Count the lines in the records below that contain the string "white", treating uppercase and lowercase letters as distinct. Reply with the number alone.

=== Dataset excerpts ===
###

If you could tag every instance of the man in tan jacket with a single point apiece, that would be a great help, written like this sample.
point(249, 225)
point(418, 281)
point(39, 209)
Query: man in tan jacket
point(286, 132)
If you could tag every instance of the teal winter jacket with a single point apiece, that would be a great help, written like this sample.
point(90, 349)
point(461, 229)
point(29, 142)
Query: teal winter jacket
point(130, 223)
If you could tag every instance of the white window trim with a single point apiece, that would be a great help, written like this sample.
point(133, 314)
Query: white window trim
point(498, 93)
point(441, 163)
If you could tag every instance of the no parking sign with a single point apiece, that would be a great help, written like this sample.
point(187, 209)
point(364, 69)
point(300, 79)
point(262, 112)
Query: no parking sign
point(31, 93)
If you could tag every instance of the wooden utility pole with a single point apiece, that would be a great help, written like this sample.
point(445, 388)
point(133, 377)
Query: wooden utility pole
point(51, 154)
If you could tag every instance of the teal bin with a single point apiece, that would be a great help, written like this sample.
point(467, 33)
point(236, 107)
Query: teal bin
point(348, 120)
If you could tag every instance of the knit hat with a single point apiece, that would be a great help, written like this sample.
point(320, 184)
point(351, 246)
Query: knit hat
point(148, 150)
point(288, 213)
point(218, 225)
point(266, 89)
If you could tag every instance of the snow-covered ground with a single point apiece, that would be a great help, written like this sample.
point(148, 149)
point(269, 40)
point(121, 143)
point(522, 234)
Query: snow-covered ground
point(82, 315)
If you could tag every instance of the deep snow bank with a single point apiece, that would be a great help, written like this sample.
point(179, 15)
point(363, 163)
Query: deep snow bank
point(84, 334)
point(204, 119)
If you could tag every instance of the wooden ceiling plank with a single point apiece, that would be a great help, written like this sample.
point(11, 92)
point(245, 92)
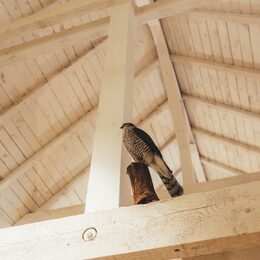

###

=== The response ===
2